Work instructions — Your task is to return the line containing "In the picture above, where can the black bag" plus every line after it, exactly and with nothing added.

Data provided —
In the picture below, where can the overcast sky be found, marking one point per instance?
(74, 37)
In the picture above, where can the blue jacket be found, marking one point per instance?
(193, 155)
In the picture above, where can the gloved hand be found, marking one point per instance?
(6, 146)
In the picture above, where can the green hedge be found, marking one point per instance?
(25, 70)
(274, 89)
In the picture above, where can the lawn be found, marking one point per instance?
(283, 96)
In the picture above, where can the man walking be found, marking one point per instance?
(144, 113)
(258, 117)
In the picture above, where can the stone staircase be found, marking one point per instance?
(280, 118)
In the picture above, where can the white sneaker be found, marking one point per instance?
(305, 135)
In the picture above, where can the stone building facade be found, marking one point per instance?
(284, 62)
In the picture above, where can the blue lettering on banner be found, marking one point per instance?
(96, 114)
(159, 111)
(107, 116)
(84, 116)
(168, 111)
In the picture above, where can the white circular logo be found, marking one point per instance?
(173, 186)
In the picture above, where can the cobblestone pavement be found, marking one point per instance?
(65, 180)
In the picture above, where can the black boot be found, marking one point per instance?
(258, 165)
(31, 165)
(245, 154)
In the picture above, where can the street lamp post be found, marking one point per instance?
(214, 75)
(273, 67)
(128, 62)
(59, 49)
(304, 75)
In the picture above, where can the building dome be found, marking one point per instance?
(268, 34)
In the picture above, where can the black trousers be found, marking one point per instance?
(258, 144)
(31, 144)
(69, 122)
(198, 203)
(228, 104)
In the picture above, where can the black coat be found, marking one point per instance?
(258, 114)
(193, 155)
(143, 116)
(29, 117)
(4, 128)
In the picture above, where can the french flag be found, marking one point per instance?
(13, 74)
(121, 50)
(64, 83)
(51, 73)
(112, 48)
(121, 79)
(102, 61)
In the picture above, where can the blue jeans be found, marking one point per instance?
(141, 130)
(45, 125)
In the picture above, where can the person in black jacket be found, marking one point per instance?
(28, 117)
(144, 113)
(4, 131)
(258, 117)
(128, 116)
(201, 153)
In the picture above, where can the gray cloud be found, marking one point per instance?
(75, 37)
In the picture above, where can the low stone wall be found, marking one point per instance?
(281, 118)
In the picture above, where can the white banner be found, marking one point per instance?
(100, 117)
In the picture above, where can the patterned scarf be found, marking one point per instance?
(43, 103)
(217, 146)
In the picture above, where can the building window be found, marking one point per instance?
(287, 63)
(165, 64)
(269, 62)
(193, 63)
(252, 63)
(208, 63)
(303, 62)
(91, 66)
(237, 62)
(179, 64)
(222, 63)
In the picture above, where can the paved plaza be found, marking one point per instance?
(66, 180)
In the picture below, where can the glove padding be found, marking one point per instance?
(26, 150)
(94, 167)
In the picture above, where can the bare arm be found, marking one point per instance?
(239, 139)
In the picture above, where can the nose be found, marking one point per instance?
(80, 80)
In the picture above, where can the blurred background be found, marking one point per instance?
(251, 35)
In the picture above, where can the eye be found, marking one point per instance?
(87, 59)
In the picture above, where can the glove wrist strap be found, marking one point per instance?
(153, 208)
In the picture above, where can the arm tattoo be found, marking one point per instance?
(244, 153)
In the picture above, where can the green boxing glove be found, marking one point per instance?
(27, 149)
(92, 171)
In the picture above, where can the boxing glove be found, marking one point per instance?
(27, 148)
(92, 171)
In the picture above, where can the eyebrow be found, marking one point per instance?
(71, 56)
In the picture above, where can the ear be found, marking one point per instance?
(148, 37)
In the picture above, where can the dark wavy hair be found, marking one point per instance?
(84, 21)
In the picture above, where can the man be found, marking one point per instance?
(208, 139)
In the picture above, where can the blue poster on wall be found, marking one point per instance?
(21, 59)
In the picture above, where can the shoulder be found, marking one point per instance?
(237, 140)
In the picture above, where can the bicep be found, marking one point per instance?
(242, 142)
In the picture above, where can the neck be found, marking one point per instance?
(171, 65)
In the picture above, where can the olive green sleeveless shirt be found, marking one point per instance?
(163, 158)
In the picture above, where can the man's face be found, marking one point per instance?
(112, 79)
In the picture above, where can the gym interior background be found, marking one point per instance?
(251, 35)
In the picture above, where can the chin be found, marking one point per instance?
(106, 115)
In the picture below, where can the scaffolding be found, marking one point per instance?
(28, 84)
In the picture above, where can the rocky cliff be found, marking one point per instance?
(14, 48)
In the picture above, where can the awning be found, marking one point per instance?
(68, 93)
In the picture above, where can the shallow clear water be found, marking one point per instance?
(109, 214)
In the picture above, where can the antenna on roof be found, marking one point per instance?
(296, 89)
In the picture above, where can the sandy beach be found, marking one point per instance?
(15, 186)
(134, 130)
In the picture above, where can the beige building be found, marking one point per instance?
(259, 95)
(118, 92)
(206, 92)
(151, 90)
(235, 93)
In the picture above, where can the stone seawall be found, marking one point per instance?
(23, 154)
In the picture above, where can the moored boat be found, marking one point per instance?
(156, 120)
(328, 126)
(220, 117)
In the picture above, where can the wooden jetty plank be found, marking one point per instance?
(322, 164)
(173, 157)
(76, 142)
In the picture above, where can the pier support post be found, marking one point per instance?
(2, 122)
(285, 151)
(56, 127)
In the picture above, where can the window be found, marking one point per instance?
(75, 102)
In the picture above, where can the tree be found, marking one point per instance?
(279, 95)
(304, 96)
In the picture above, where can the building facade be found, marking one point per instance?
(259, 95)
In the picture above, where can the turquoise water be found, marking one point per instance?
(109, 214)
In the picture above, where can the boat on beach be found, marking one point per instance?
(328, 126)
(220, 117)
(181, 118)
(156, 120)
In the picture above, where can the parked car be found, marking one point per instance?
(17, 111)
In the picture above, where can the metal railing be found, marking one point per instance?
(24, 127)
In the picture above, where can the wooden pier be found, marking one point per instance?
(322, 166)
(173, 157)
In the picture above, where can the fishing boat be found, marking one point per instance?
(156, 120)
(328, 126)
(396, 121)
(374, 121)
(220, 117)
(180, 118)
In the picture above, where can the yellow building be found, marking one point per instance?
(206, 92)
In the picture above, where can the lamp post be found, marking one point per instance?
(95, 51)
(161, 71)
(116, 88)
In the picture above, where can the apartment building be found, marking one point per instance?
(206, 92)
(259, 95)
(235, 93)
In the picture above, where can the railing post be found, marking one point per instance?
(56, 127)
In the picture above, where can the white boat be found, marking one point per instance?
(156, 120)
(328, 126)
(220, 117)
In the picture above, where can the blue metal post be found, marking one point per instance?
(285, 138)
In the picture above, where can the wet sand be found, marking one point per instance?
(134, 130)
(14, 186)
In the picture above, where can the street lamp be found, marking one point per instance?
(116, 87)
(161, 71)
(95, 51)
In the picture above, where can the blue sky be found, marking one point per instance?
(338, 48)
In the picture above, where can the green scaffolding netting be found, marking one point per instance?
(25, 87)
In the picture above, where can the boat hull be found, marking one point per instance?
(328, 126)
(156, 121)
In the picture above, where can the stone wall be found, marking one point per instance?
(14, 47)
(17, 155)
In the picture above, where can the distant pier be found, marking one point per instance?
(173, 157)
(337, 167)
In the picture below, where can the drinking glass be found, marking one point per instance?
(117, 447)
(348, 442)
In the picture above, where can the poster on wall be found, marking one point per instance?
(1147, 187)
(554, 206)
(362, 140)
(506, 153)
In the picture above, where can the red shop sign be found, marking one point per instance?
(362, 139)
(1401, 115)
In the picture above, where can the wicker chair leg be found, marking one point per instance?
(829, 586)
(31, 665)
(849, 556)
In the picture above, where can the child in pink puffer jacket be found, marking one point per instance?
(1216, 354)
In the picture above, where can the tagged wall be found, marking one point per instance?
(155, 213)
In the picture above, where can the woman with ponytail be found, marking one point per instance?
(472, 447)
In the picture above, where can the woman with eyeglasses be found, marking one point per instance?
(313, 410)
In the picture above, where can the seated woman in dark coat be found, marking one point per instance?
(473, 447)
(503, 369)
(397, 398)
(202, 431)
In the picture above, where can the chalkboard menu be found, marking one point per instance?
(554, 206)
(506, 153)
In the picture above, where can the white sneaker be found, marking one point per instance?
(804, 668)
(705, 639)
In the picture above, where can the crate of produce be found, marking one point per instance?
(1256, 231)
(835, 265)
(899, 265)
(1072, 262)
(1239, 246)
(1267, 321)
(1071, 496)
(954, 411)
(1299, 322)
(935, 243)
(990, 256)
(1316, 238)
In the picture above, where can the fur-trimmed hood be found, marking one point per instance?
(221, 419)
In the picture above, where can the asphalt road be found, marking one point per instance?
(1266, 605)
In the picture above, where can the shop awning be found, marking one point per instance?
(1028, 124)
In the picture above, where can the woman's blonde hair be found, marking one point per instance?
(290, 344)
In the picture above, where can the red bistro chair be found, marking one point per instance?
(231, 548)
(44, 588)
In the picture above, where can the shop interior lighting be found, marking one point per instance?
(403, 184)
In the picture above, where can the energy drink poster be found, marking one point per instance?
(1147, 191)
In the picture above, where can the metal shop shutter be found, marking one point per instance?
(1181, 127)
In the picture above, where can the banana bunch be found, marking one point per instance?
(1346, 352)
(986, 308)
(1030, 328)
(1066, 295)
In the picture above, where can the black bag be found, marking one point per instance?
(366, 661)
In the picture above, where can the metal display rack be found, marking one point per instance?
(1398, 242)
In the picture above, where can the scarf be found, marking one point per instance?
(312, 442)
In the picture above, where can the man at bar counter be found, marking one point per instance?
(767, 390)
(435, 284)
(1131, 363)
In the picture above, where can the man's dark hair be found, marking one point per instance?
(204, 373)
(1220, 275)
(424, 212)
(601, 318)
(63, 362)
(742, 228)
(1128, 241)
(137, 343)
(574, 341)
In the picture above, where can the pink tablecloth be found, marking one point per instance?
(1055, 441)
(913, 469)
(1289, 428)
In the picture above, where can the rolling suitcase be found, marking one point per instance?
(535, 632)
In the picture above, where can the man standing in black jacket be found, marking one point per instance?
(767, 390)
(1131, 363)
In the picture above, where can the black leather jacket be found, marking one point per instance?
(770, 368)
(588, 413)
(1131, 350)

Result below —
In the picture above, where can the black bag be found, marking one point per instance?
(366, 661)
In the picture above, where can the metal display rack be found, marking one point per instance?
(1398, 242)
In the picture above, where can the scarf be found, marking one point per instance?
(312, 442)
In the picture above, where can the man at bar counter be found, marking one point per instance?
(767, 390)
(435, 284)
(1131, 363)
In the picture above, where can the man's dark hair be found, marking one point per instance?
(204, 373)
(1220, 275)
(424, 212)
(601, 318)
(63, 362)
(742, 228)
(1128, 241)
(137, 343)
(574, 341)
In the picture above, where can the pink tablecloth be found, marking one point per instance?
(1055, 441)
(913, 469)
(1289, 428)
In the picture above, where can the rolling suitcase be found, marking one point per instance?
(535, 632)
In the picture above, where can the man standing in black jacket be found, marking one point per instance?
(767, 390)
(1131, 363)
In the picture above, where can the black leather jacket be found, marking one point per instance?
(770, 368)
(588, 413)
(1131, 350)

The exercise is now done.